While I see the logic you two are using, and can agree, I don't know if I can fully accept it.

Simply, you can do something immoral, but be morally right. (now we're splitting hairs).

I can steal bread, to feed a starving child. Stealing is wrong. Helping a child isn't. Now if it was right of me to do that (or use my own money. Or report it. Or to do any of a million other things) I don't know. But, nothing is so simple.

It's why, I hinged my votes on if "married" or "commit ed" were used. Those words mean something. If there's an exception, then it's not committed. Or, something else has happened. Or more so, if you give a promise, and break it, you're committing another moral wrong, even if it might be morally correct (or morally okay?) to do what you're doing. It's like, one way or another you're breaking some rule.

No matter what you do. You're doing something wrong. You just have to choose the sin you're most comfortable with. To paraphrase someone.

## EXTRACTED RECORDS
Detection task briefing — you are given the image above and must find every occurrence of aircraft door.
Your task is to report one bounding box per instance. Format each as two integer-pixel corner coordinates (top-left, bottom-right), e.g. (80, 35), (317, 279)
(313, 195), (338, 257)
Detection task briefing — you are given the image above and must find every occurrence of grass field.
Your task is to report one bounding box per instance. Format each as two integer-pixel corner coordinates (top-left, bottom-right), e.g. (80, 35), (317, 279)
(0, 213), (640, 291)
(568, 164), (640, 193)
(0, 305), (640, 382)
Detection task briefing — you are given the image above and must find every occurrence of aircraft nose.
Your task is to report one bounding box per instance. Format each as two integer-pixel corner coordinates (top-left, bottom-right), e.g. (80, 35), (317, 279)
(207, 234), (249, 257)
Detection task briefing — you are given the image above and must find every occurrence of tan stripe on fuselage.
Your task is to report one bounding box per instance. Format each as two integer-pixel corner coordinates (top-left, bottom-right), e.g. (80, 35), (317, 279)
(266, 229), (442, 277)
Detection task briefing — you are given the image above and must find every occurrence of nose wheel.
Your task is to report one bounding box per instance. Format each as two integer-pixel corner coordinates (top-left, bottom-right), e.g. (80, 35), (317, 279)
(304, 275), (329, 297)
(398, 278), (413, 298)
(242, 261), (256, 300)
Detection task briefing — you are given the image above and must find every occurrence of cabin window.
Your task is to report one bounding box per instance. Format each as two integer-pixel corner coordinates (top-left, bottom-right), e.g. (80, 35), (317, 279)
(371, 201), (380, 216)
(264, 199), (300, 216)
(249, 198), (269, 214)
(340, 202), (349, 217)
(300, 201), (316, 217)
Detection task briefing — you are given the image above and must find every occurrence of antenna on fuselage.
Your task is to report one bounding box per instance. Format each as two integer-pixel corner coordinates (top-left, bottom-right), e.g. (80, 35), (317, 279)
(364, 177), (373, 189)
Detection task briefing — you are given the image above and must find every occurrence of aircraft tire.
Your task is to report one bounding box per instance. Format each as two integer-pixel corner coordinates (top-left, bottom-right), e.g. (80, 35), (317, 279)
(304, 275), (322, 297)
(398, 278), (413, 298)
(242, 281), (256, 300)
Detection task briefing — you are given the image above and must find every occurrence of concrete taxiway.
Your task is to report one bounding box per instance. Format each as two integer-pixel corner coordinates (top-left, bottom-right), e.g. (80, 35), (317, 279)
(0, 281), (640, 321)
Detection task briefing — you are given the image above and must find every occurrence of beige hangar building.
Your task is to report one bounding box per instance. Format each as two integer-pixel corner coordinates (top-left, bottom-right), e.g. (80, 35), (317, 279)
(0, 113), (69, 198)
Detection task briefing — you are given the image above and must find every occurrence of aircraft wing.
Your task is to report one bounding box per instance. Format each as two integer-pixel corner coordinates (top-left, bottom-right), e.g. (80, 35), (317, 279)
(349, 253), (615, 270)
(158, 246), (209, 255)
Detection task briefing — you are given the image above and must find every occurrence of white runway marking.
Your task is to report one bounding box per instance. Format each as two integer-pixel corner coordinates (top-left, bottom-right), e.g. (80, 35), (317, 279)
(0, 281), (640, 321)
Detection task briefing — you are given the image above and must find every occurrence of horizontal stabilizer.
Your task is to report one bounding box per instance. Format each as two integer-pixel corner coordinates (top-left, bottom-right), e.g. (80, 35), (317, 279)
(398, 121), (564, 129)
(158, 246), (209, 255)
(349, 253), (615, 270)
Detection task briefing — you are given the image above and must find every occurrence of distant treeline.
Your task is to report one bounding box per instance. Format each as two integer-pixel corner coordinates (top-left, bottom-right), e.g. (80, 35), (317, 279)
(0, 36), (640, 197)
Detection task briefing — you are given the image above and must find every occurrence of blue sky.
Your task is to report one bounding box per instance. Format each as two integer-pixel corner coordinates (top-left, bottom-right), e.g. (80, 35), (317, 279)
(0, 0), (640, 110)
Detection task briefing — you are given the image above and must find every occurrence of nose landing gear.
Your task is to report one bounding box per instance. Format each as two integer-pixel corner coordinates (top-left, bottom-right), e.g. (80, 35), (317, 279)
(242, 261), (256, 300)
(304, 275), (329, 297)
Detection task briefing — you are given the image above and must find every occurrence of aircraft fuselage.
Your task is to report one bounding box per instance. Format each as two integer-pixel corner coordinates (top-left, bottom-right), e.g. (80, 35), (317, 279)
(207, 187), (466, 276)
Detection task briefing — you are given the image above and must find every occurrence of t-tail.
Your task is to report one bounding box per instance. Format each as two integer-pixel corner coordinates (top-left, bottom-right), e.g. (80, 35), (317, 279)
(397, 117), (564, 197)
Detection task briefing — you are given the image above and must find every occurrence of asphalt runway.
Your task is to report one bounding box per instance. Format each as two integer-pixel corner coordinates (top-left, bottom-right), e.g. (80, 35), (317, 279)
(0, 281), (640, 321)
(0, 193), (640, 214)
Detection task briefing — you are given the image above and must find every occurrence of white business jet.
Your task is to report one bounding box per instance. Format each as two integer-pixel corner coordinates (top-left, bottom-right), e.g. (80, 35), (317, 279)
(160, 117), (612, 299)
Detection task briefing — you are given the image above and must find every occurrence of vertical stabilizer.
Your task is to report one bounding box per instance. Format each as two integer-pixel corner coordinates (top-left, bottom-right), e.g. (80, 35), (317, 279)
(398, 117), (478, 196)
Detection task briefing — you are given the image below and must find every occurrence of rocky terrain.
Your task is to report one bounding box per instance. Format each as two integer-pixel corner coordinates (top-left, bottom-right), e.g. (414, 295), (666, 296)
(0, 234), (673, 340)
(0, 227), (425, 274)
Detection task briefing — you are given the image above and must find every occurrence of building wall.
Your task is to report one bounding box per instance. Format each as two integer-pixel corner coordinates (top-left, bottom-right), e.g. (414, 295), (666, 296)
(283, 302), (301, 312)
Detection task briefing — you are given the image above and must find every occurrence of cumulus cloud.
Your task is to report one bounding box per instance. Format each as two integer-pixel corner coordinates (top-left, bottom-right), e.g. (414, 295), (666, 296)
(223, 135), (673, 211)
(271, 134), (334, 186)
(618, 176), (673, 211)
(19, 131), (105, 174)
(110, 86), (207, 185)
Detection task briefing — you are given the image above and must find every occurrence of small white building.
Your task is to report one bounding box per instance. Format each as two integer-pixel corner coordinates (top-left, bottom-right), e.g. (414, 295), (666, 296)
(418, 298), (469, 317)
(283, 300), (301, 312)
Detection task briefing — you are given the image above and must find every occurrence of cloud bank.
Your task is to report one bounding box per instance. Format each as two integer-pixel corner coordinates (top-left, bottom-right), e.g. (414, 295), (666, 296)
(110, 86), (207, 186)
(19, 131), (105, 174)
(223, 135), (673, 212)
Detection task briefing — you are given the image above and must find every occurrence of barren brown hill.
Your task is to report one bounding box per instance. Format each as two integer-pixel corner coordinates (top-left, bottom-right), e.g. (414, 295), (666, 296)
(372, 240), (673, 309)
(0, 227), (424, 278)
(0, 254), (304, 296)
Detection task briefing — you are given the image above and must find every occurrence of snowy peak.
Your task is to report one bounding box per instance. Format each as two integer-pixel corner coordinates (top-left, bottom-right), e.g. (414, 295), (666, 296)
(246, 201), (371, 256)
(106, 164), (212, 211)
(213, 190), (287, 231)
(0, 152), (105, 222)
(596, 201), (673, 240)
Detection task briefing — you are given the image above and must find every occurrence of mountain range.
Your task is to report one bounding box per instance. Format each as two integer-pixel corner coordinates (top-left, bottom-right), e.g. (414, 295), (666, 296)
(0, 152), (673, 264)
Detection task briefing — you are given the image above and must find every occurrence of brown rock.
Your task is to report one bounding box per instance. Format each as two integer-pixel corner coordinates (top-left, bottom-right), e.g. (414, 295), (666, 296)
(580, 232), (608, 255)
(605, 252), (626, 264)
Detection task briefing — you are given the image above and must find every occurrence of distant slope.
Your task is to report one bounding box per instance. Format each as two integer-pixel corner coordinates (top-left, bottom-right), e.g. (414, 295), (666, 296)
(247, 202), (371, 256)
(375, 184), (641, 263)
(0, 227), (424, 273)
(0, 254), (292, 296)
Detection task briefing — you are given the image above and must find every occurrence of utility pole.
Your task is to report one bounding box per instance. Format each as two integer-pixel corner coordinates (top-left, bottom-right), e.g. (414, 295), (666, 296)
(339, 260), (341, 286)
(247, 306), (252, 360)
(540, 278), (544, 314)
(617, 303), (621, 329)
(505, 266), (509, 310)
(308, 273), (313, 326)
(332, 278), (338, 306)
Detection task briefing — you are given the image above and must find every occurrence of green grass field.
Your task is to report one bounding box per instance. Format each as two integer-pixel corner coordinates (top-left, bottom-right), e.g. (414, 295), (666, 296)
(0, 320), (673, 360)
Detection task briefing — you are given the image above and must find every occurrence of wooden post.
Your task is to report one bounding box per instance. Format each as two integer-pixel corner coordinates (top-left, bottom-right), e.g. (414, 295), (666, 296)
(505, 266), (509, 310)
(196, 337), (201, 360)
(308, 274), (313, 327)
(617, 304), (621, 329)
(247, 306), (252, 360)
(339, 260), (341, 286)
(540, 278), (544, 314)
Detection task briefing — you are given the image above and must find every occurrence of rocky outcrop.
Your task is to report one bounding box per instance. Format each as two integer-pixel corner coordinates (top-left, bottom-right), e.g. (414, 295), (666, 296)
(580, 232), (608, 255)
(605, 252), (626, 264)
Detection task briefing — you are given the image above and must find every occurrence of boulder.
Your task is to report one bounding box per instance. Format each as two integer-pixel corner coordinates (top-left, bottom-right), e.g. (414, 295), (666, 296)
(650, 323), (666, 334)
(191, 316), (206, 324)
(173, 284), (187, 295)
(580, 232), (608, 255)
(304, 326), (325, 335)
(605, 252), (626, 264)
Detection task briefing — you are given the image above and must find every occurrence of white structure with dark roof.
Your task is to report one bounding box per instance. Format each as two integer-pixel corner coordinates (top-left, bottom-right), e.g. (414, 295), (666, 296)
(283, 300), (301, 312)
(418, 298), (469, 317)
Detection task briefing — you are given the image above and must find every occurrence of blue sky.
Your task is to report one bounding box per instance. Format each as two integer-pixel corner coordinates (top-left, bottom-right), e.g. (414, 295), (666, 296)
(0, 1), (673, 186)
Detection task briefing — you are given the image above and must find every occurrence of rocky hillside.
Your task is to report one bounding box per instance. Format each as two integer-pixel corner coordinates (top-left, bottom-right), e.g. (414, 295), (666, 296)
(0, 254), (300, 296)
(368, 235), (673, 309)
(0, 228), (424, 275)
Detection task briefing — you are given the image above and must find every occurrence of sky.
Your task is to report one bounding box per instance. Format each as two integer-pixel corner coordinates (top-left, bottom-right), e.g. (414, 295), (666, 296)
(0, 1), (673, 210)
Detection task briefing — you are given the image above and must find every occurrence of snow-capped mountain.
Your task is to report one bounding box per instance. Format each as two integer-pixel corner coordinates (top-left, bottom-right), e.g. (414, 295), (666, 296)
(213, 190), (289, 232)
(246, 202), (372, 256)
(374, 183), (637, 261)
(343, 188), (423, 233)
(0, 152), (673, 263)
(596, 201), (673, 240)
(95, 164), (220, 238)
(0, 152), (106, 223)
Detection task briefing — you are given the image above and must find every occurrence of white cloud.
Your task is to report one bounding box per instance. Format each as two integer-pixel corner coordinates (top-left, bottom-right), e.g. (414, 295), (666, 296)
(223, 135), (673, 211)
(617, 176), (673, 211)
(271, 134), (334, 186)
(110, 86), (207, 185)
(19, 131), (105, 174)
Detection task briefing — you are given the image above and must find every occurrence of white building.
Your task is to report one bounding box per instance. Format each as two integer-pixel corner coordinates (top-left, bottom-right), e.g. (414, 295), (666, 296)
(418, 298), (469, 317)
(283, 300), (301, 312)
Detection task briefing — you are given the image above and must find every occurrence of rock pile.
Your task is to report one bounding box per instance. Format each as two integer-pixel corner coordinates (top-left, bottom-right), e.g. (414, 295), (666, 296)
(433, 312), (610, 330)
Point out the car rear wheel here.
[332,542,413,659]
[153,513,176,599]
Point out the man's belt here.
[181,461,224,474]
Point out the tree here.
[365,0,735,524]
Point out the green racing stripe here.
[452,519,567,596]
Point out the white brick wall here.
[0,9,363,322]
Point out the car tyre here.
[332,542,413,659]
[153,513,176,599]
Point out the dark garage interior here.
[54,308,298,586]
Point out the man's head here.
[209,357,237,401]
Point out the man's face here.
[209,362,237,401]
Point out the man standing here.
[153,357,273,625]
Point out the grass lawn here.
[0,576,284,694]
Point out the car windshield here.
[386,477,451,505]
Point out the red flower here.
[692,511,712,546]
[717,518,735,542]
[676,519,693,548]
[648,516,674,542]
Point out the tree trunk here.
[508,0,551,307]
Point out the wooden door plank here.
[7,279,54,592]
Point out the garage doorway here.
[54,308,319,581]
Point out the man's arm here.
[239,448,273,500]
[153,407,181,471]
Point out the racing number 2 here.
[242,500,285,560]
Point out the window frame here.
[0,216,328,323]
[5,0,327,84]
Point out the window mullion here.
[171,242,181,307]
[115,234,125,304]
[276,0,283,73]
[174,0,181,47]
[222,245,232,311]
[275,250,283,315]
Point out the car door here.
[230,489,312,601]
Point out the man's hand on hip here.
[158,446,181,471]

## PROMPT
Carry on the post about doing wrong for a right reason, starting after its last sentence. The records are separate material and have no connection to the post.

## ANSWER TO THIS TASK
I had given some more thought to the 'committed' option when I was considering how I'd amend my vote, thinking that I might leave that as 'always wrong' simply because if you're being abused by your partner, I'd not consider that a 'committed relationship' anymore. Problem is, that leaves the 'married' option as the one that would have to be amended to 'usually wrong,' since there's no specification of commitment in how I wrote the poll. You could argue that marriage itself is that commitment, and that in an abusive marriage, the marriage itself is voided by the abuse, but then you've got even more problems, since a legal marriage would probably still exist, even if the spiritual or emotional marriage didn't. One more thing to pile on my miles-high stack of reasons I support marriage privatization, I guess.

 

FWIW, I absolutely feel it's moral to steal bread to feed a starving child, or to feed yourself if you're starving, or what not—but that's hugely tangential to the topic of the thread, and if we're going to get into a general discussion of morality, a new thread should probably be created.